Records of labeled boxes.
-- begin --

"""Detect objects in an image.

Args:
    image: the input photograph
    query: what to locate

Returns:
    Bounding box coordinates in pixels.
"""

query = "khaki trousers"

-- end --

WHAT YOU NEED TO DO. Write out every line of the records above, character for character, with no changes.

ANSWER.
"""Detect objects in an image.

Args:
    image: the input photograph
    query: what to locate

Returns:
    Bounding box coordinates in pixels.
"""

query = "khaki trousers"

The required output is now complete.